* **SET EXERCISE**
In the passage about the letters, in what month and year did he write that he was always glad she thought about the studio?

* **SUPPLIED TEXT**
* * * * * * *
Sometimes his letters were filled with tenderness, at other times the tone was tough. In November 1909, for example, he wrote: “As to your father, I never doubted your love . . . but I still think you hate all his political ideas, to which he gave his life and his genius.” And also: “Having to live among stupid people, you have adopted all their stupid imbecilic ideas, and deserted your father’s noble political ideas.” But two months earlier, he had written:
I think of you constantly again and again, put myself to sleep thinking of you, fancying myself married to you, and both of us young, picturing to myself what you would say and do and what we would say to each other . . . I love you every way. I think I love you best when you are cross.
And having enclosed a sketch, he wrote:
Here you are as I think of you when I fancy myself married to you. You look a little timid. You are just entering the bridal chamber . . . How nice you look, the big crinoline and the white drawers peeping underneath and the wide-eyed seriousness . . . I wish so much you would never doubt yourself, or your power over me.
And two months later: “You are a prude, although your heart is as hot as a coal of fire.”
Some of his letters dealt with their little arguments:
I have always known you to have intellect and to be your father’s daughter . . . and I try to make my letters intellectual, thinking to interest you, and yet you always treat me as if I was insulting you, which is early Victorian with a vengeance. I sometimes try to make them amusing and there also I fail.
Two months later: “You in Dublin among the people you like and who like you but make you hard-hearted towards everything I like, so that I am afraid that I might say something in my letter that may be quite out of tune with your ideas.”
Whatever had happened between them in Dublin when they had been alone in his studio continued to interest him: “I am always so glad you think about the studio. I am always thinking of it, and I know we both love to think of it,” he wrote in February 1910. And then the following month: “I wish you would try and shock me . . . I once had a chance with you and my courage failed, but if ever again I get a chance my courage won’t fail.” And five days later: “Merely to think and dream of kissing you throws all my senses into delirium, like a thirsty man who sees a vision of a lake.” And then the following month: “There are so many things I want to say to you, things that could only be spoken and that I think would only be said between a man and a woman in the sort of intimacy that arises between a man and a woman who love and trust each other.”
* * * * * * *
* **DATA**
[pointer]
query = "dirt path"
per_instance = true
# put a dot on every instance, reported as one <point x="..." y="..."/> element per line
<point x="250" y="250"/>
* * * * * * *
* **EXERCISE OUTPUT**
February 1910.